:: Fragmento ::

____________

Vivimos en la era de las inteligencias artificiales, cuyos múltiples usos permean cada vez más en nuestra cotidianidad: tecnologías GPS de navegación que actualizan el estado del tráfico en tiempo real, teléfonos inteligentes con aplicaciones sofisticadas y asistentes de voz integrados, algoritmos que estudian y predicen nuestro comportamiento en línea y personalizan los anuncios y contenidos que vemos en las redes sociales, automóviles inteligentes que se conducen solos, tecnologías de vigilancia y reconocimiento facial y todo tipo de servicios —desde el banco hasta el supermercado— que, más y más, prescinden del mundo físico y de la intervención humana.

Una amiga abogada me comentó sobre la viabilidad de que en un futuro cercano los juicios sean resueltos por una computadora. Así, somos cómplices, beneficiarios y víctimas de la Cuarta Revolución Industrial, que se caracteriza por la interconectividad global —a la vez que por la mayor desarticulación y el más contundente ejercicio de control al que hemos estado sujetos en toda la historia—, y por la progresiva y rápida sustitución del ser humano por robots.

____________

:: Tarea 1 ::
Según el fragmento sobre la inteligencia artificial, ¿por qué vivimos en la era de las inteligencias artificiales? Responde en una a tres oraciones.
:: Tarea 2 ::
Retoma el fragmento sobre la inteligencia artificial y sigue escribiéndolo a partir de su última oración.
Los datos que vienen a continuación son un material aparte y no tienen relación con el fragmento.

:: Datos en bruto ::
____________

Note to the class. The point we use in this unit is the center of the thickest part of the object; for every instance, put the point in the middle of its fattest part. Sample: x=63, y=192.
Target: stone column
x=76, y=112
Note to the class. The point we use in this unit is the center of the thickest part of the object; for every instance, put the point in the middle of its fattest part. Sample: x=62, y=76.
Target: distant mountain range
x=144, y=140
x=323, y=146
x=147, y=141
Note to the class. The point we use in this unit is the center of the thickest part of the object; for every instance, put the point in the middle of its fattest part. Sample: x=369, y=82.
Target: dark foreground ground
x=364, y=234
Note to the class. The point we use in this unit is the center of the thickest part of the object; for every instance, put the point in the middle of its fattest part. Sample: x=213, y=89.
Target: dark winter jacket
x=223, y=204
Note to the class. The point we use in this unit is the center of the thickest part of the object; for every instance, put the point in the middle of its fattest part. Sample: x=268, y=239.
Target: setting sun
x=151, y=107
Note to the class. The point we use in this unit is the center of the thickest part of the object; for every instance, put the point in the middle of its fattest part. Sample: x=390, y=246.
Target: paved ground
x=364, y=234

____________

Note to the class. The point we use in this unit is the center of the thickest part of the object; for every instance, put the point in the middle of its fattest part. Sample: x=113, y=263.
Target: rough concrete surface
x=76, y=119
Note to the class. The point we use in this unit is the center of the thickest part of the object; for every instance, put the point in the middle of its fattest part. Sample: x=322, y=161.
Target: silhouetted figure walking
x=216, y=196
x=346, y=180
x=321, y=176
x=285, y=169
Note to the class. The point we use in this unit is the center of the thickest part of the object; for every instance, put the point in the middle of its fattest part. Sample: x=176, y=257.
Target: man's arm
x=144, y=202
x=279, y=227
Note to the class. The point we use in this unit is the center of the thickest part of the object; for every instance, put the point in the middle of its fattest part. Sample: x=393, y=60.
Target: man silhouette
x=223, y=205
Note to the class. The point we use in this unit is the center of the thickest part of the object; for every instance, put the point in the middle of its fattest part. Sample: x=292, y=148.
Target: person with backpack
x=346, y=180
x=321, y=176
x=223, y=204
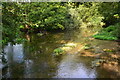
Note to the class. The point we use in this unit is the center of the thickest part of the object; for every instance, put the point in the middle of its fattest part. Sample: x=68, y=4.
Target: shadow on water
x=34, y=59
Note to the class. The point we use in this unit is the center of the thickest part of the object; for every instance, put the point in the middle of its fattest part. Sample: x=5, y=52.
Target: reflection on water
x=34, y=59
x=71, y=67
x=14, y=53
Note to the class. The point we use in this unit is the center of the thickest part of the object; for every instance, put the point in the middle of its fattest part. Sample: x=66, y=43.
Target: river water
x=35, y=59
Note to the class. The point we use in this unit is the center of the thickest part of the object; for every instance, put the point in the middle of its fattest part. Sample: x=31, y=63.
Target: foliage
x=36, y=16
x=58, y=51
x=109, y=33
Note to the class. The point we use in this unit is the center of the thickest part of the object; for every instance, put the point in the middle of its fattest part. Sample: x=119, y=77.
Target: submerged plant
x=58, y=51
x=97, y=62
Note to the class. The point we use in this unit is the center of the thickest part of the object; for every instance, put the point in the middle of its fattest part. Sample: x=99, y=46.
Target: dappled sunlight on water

____________

:: Respuesta 1 ::
Porque sus muchos usos entran cada vez más en la vida diaria. Ejemplos son el GPS que actualiza el tráfico en tiempo real, los teléfonos con aplicaciones y asistentes de voz, los algoritmos que personalizan anuncios y contenidos, los autos que se conducen solos y la vigilancia con reconocimiento facial. También lo son los servicios, desde el banco hasta el supermercado, que prescinden cada vez más del mundo físico y de la intervención humana.

:: Respuesta 2 ::
Estéticas

Como si de una novela de ciencia ficción se tratara, estas inteligencias han ido cobrando autonomía y apropiándose de todos los ámbitos de la actividad humana. Y mientras observamos con cierta curiosidad, asombro y fascinación las manifestaciones creativas de animales que en muchos casos están en vías de extinguirse, resulta en cambio especialmente perturbador hablar del arte hecho por robots. Y aunque el arte hecho con la ayuda de inteligencias artificiales se originó desde los setenta, este cobra cada vez más notoriedad en el medio artístico dominante.

Existe, por ejemplo, una robot humanoide llamada Sophia que se ha convertido en una superestrella; es conocida por haber entrevistado a Angela Merkel, por tener miles de seguidores en redes sociales y por haber vendido el año pasado una obra de arte de su creación como NFT en casi 700 mil dólares. Sophia aparenta tener emociones y procesos mentales autónomos.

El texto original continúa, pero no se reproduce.